# Task goal:
Word for word, transcribe the lines from the one containing "Where can the grass be" through the end of the entries, both included, and nothing else.
[BEGIN Provided records]
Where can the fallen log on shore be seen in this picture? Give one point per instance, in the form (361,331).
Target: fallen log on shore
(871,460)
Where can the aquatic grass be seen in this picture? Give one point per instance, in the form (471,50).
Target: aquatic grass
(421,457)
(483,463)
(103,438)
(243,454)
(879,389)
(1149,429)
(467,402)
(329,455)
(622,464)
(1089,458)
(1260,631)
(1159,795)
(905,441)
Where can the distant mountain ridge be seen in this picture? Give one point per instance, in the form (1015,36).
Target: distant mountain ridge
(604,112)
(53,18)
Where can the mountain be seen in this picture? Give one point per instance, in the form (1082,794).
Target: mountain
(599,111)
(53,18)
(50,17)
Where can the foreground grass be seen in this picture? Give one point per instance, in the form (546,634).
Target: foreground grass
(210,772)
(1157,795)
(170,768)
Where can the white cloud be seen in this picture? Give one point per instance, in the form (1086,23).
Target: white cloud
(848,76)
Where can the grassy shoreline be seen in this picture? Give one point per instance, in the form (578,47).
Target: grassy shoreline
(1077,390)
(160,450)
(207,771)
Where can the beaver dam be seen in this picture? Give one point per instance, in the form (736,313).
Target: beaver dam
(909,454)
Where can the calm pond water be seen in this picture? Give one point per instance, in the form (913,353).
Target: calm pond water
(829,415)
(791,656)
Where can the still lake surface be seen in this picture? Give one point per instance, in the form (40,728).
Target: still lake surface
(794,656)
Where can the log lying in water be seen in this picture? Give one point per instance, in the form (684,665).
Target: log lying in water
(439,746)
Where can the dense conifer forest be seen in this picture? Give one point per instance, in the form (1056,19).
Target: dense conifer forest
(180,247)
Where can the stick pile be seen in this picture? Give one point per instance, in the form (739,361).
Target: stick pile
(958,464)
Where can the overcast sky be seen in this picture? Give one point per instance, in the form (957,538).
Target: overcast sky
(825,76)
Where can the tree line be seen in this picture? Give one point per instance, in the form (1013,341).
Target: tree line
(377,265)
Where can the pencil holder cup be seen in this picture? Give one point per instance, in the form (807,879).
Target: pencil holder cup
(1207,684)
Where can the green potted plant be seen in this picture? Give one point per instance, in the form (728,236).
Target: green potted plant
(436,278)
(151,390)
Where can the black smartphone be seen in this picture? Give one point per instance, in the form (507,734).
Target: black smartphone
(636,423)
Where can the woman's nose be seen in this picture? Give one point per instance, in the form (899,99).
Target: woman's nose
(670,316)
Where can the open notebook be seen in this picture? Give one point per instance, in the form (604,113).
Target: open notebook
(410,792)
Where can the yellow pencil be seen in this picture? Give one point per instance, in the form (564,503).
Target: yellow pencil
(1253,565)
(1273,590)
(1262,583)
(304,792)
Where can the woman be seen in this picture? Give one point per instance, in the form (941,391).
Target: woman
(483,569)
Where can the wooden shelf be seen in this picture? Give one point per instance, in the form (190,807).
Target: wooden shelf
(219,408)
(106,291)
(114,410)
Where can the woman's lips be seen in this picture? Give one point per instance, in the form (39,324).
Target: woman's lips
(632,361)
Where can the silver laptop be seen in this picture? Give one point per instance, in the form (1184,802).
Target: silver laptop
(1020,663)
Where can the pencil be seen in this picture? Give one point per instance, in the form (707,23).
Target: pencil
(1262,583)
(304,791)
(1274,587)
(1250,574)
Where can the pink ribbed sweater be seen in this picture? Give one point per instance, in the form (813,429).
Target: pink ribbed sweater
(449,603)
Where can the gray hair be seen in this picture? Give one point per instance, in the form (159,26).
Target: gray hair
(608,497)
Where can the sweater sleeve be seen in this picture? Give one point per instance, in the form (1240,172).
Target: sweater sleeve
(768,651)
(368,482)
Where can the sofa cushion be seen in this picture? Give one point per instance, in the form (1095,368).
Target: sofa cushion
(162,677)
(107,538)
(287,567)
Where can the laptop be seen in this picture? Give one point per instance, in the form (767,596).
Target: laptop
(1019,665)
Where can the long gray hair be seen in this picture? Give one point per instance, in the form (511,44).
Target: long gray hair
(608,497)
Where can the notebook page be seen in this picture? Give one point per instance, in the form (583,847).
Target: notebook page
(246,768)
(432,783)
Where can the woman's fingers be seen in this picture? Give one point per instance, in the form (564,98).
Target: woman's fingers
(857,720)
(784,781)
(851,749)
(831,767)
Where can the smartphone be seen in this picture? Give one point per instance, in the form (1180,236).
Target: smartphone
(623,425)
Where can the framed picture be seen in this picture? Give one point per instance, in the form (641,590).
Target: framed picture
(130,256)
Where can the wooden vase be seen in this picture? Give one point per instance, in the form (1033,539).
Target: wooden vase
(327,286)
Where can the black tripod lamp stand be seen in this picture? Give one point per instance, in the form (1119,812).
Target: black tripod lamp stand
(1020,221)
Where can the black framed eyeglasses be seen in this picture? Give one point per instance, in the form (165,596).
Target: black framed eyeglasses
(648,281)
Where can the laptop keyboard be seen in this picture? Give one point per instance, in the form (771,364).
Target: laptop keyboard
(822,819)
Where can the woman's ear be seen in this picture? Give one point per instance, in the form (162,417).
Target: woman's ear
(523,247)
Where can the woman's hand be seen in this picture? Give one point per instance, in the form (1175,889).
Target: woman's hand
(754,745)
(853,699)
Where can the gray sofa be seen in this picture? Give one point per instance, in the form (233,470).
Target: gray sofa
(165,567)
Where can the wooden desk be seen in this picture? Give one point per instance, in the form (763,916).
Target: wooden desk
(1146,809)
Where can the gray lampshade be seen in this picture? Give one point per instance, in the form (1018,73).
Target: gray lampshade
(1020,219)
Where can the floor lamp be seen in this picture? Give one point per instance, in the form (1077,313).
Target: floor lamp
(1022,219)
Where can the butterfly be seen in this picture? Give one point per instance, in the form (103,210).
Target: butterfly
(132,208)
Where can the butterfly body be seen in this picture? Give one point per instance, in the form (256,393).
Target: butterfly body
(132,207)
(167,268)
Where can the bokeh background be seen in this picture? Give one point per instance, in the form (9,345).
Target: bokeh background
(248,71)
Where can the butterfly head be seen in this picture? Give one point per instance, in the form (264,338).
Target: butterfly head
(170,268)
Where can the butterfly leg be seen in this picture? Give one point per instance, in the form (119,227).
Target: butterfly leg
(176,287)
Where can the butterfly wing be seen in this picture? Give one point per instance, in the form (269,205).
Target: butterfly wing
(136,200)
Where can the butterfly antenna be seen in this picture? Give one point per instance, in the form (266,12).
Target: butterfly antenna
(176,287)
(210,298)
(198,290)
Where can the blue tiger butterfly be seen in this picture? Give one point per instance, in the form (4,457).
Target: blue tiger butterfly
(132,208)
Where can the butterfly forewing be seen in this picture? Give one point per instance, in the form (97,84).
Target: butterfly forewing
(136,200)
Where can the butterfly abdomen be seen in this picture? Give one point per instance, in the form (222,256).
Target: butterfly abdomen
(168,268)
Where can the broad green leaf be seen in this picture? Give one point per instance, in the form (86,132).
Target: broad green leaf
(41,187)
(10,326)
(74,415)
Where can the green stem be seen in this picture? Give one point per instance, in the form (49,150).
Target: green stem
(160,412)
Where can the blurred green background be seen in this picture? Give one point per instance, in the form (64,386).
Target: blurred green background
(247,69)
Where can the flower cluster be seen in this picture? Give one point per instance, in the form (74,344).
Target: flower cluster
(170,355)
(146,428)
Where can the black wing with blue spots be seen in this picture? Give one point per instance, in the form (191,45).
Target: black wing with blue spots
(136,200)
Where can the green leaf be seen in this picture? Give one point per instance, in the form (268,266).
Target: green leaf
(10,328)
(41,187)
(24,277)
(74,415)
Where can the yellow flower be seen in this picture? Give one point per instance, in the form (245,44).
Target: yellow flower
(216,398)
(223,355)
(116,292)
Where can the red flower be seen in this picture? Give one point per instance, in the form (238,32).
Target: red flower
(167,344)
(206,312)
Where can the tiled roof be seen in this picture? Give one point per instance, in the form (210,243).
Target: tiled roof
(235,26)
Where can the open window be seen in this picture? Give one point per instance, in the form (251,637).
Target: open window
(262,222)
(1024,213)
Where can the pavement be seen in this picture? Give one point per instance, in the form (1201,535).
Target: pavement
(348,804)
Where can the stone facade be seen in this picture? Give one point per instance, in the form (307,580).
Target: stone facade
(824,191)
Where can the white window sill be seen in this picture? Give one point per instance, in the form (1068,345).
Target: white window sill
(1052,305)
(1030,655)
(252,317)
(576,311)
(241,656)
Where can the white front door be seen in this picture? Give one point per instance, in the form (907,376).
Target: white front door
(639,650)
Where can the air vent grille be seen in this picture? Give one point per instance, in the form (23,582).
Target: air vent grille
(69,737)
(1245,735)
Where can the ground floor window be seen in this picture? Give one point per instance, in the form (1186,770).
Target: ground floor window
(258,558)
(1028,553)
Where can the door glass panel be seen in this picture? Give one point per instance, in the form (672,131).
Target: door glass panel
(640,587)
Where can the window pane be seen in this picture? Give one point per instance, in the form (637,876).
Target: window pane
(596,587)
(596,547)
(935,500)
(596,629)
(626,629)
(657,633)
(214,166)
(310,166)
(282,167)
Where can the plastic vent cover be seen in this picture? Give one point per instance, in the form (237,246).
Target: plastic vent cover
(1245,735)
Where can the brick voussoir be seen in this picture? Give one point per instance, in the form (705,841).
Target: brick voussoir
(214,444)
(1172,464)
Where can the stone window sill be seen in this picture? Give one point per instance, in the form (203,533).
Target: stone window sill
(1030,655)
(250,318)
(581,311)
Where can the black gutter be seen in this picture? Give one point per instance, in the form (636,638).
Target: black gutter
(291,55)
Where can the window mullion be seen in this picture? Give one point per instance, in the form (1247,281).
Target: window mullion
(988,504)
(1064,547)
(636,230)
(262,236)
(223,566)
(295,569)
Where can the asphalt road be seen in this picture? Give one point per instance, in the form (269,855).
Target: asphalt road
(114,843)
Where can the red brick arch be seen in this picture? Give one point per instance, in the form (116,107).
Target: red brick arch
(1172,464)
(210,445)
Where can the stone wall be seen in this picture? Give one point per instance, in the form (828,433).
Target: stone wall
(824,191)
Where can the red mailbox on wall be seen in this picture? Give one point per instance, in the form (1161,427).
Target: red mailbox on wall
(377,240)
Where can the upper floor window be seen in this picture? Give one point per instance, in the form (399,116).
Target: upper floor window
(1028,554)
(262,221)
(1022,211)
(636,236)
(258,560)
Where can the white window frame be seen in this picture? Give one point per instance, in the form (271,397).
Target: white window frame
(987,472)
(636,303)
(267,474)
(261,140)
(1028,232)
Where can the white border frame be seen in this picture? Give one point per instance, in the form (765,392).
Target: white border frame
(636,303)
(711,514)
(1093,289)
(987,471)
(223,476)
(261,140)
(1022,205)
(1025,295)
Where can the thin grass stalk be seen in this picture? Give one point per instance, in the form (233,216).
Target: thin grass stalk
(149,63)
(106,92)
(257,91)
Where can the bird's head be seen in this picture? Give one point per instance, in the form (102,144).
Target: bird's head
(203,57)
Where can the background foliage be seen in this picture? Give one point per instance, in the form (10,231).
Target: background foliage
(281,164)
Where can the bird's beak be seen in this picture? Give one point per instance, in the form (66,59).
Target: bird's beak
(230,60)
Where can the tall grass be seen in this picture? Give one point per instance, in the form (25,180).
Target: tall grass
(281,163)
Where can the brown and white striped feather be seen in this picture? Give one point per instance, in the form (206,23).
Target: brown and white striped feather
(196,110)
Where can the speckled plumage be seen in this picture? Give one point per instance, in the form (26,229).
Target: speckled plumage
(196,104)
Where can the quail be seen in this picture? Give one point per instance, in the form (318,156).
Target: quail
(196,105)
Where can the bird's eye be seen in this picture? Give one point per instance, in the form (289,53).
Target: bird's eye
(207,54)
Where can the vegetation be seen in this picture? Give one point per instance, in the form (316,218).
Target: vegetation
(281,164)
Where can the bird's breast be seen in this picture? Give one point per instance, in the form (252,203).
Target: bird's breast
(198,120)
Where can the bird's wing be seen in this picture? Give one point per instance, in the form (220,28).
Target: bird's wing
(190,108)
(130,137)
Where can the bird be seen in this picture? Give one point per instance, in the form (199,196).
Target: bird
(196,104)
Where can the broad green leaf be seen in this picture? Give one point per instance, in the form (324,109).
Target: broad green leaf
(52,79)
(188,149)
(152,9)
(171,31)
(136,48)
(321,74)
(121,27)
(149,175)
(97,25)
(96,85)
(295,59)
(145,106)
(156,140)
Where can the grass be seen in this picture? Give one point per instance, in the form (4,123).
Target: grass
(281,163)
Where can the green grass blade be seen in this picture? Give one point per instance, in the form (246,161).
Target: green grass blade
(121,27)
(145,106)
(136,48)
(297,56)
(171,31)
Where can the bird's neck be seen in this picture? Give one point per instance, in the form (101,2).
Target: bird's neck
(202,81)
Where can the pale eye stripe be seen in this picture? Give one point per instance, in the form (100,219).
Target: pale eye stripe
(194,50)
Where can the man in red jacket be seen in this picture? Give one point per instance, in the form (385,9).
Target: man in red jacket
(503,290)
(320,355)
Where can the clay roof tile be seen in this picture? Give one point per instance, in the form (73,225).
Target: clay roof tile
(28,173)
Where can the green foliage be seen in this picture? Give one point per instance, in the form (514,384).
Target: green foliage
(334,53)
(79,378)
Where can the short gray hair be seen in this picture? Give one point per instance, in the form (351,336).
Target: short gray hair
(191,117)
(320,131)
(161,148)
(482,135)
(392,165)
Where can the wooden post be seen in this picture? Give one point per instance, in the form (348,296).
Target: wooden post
[END Provided records]
# Final answer:
Where can the grass be seen in this picture? Give one point per instance, in the form (4,123).
Target: grass
(281,163)
Where can the green grass blade be seen in this picture? Give one point per instance, in the form (246,161).
Target: green grass blade
(121,27)
(145,106)
(136,48)
(297,56)
(171,31)
Where can the bird's neck be seen in this picture? Give one point per instance, in the form (101,2).
Target: bird's neck
(202,81)
Where can the pale eye stripe be seen in this picture? Give one point per instance, in the form (100,219).
Target: pale eye stripe
(194,50)
Where can the man in red jacket be seen in this picture? Give one point per instance, in the form (385,9).
Target: man in red jacket
(503,290)
(320,355)
Where can the clay roof tile be seen in this picture? Give one point per instance, in the form (73,225).
Target: clay roof tile
(28,173)
Where can the green foliage be seen in this picture? Give one point per instance, in the form (514,384).
Target: green foliage
(334,53)
(79,378)
Where can the short gray hair be seen in this picture? Give one point per instance, in the form (351,336).
Target: short gray hair
(191,117)
(320,131)
(161,148)
(482,135)
(392,165)
Where can the wooden post be seen in this picture? Give one point per instance, in the form (348,296).
Target: wooden post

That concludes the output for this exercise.